:: 本文 ::
**********

猫エイズにかかると長生きできないの?
ヒトのエイズが発見されたのは1980年頃でした。当時は正体が分からず、免疫不全によりカポジ肉腫やカリニ肺炎といった病気を発症して死に至る、怖い病気だという認識が世界中に広まりました。今では、ヒトのエイズは死ぬ病気ではなくなってきています。
猫エイズは、ヒトに感染するエイズウイルス(HIV) と近縁の、猫免疫不全ウイルス(FIV)に感染して発症する、猫の後天性免疫不全症候群です。ヒトエイズの衝撃のためか、猫エイズも長生きできない怖い病気だというイメージが強いようです。
確かに猫エイズは発症してしまうと対症療法しかなく、治癒できません。しかし猫エイズがどういう病気なのかを知り正しく対処すれば、必ずしも長生きできない病気だとはいい切れません。今回は、猫エイズについて解説していきます。
1.猫エイズに感染する原因
猫エイズは、HIVと同じレトロウイルスの仲間であるFIVに感染することで発症します。HIVとFIVは近縁ですが異なるウイルスなので、猫エイズが人に感染することはありません。犬への感染も認められていません。
FIVは、既に感染している猫の唾液や血液、尿の中に排出されます。主な感染原因は感染猫との喧嘩で、咬傷に付着した唾液から感染します。交尾そのもので感染することはないようですが、交尾をする時に雄猫が雌猫の首元に噛みつき、そこから感染するケースもあるようです。
猫エイズを発症していない無症状の猫でも、FIVのキャリアーであれば感染源となりうるため、注意が必要です。
2.猫エイズの病期と現れる症状
猫エイズは、下記の5段階のステージで進んでいきます。
急性期
FIVに感染して数週間〜数ヵ月の期間です。最もよくみられる症状が慢性潰瘍性口内炎です。喉の奥や上顎の歯肉がえぐれて炎症を起こし、大量の涎、ひどい口臭、痛くて食べられなくなるといった症状が現れます。
他には、発熱、慢性鼻炎、咳、下痢、結膜炎、皮膚炎などがみられる場合もあります。
無症候キャリア期
急性期の症状が落ち着くと、特に大きな症状は見られなくなります。いわゆる潜伏期です。数ヵ月から数年続き、場合によっては10年近く続く場合もあります。そのため、無症候キャリア期の間に寿命を全うし、発症せずに生涯を終わらせる猫もいます。
発症はしていませんがFIVのキャリアーです。他の健康な猫への感染源となるため、他の猫と接触させないように管理する必要があります。
持続性リンパ節腫大期
身体には、免疫機能を担う細胞が集まっているリンパ節が随所にあります。免疫でFIVの増殖を抑制できなくなってくると、全身にあるリンパ節が腫れてきます。それ以外は大きな症状は見られず、数ヵ月以内の短期間で次の病期に進むため、気付けないこともあります。
エイズ関連症候群期
免疫力が低下するために、細菌やウイルスに感染しやすくなります。口内炎、歯肉炎や、呼吸器、消化器、皮膚などのさまざまな疾患が現れます。口内炎等で口の中が痛み食べられないために、痩せてくることが多いです。

**********

:: 抽出データ ::
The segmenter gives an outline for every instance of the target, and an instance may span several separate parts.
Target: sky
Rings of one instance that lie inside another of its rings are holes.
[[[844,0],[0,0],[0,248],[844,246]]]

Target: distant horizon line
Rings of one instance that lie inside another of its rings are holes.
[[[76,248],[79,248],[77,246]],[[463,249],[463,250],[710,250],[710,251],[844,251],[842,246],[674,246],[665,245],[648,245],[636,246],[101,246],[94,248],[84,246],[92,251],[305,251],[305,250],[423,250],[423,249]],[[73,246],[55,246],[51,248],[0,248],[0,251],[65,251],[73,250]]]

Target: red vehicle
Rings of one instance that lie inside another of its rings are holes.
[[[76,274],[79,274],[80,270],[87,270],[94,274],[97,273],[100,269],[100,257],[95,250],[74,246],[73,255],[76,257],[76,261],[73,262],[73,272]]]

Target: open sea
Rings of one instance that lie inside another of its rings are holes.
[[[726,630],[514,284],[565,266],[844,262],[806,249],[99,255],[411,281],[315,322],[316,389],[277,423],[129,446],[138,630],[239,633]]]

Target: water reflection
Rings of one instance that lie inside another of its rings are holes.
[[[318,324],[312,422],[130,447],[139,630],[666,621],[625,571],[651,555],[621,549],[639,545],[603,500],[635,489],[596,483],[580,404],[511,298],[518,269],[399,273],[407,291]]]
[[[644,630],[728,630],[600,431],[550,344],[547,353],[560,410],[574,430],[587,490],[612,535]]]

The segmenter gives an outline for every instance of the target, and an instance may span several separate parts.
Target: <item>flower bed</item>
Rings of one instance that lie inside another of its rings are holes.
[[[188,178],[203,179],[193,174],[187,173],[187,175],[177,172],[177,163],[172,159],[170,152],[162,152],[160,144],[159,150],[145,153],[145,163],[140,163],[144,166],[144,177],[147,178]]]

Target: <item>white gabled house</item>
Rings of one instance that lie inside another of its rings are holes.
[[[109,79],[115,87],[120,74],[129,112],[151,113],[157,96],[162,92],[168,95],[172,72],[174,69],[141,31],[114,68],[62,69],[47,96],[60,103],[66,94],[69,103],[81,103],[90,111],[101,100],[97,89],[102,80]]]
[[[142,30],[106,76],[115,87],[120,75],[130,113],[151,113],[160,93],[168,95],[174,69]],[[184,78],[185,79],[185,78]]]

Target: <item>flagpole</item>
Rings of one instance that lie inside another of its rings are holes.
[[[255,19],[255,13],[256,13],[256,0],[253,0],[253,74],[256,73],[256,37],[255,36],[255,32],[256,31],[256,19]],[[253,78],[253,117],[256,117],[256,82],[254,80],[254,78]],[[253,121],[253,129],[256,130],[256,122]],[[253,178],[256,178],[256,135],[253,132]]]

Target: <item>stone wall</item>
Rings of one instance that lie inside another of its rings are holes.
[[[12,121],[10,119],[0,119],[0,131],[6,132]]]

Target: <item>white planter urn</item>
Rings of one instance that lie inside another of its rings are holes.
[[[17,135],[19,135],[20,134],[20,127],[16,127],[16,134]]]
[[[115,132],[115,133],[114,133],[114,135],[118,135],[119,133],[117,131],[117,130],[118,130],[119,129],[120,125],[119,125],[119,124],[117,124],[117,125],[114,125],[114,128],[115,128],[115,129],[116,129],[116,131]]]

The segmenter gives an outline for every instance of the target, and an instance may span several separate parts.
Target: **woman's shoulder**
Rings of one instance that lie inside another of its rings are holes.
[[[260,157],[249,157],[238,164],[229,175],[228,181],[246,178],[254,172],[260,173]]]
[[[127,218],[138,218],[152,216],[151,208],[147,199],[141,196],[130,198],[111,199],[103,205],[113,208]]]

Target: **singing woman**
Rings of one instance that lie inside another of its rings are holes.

**********

:: 課題一覧 ::
1. 本文によると、猫エイズの主な感染原因は何ですか。
2. 本文の「FIVは、既に感染している猫の」で始まる段落を、主な事実を残して箇条書きに書き直してください。

:: 課題の解答 ::
1. 感染猫との喧嘩で、咬傷に付着した唾液から感染することです。

2.
・FIVは感染猫の唾液、血液、尿中に排出される
・主な感染原因は感染猫との喧嘩で、咬傷に付着した唾液から感染する
・交尾そのものでは感染しないようだが、交尾時に雄猫が雌猫の首元に噛みつき、そこから感染するケースもあるようだ